→ Your objective: Report how many lines in the records below contain the word "locomotive", giving only the number.

→ Entries shown:
>>>
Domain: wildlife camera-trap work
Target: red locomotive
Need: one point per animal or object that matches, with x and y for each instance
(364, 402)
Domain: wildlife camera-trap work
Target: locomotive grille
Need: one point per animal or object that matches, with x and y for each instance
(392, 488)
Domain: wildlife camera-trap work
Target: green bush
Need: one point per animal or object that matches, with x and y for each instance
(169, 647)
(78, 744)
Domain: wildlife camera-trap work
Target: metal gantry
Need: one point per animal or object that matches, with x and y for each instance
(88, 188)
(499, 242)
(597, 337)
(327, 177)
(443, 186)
<<<
>>>
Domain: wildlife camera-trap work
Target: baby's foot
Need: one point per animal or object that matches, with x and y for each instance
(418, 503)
<<<
→ Completed task: 2